YOUR INSTRUCTIONS - Extract the line that contains "Target: green turf field" and every line after it to the end of the records below, exactly as written and nothing else.

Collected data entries
-*-

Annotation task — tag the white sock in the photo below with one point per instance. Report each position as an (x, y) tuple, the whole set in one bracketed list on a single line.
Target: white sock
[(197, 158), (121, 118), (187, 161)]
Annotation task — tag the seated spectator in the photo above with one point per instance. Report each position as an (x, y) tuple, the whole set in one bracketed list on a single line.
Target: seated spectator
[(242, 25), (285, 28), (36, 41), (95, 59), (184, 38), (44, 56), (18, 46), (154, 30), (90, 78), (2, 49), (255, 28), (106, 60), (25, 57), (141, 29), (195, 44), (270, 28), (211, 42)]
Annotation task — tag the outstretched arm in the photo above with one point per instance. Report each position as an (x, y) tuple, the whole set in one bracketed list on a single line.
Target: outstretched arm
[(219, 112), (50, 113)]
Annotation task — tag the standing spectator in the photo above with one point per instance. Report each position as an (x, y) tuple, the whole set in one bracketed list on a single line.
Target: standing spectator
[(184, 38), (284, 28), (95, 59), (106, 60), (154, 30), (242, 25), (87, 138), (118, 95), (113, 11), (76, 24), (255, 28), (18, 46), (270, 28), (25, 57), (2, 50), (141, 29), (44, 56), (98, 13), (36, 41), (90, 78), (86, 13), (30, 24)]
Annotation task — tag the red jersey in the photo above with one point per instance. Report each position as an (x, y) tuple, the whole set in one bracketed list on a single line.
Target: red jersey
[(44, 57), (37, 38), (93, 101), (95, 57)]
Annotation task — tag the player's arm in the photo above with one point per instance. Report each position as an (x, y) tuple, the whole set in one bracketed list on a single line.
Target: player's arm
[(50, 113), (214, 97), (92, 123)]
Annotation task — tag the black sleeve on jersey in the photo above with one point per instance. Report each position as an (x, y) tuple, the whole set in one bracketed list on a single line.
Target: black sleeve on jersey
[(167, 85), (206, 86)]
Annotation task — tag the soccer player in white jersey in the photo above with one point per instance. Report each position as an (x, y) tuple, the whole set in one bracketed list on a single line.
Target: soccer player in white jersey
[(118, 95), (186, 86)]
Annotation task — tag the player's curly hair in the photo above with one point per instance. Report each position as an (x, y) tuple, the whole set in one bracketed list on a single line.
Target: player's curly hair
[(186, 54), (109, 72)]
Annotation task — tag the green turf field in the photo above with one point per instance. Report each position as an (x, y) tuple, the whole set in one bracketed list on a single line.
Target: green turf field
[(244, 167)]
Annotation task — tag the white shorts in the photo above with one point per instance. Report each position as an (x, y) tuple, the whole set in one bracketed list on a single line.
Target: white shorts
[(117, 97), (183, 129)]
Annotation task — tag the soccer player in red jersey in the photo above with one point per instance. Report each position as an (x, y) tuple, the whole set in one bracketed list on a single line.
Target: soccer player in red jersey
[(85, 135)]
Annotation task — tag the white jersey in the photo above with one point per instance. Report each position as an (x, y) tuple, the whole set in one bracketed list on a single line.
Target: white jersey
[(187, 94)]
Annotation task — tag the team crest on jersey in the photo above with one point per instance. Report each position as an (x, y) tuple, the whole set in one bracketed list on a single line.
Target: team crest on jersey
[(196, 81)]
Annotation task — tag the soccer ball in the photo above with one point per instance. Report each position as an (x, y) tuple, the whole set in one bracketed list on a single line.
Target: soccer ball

-*-

TASK SOLUTION -
Target: green turf field
[(244, 167)]
Annotation task — tag the white shorts in the photo above with one point per instance. Report each position as an (x, y) tuple, the whole set in one bracketed list on a single line.
Target: white shorts
[(117, 97), (183, 129)]
Annotation task — tag the soccer player in red jersey in the photo above with one point per instance. Report each position as an (x, y) tuple, the whole set in one bracketed list on a single line.
Target: soccer player in red jersey
[(85, 135)]
Annotation task — tag the white jersey in the photo above with one point per instance. Report each position as an (x, y) tuple, the whole set in one bracketed list on a single line.
Target: white jersey
[(187, 94)]
Annotation task — tag the team crest on jersey in the photo above with one point per instance. Report each position as an (x, y) tuple, the whole set in one bracketed list on a single line.
Target: team crest on jersey
[(196, 81)]
Annotation task — tag the soccer ball in the photo above with one point per instance. Report each position as an (x, y) tuple, the whole set in one bracketed list on a single line.
Target: soccer ball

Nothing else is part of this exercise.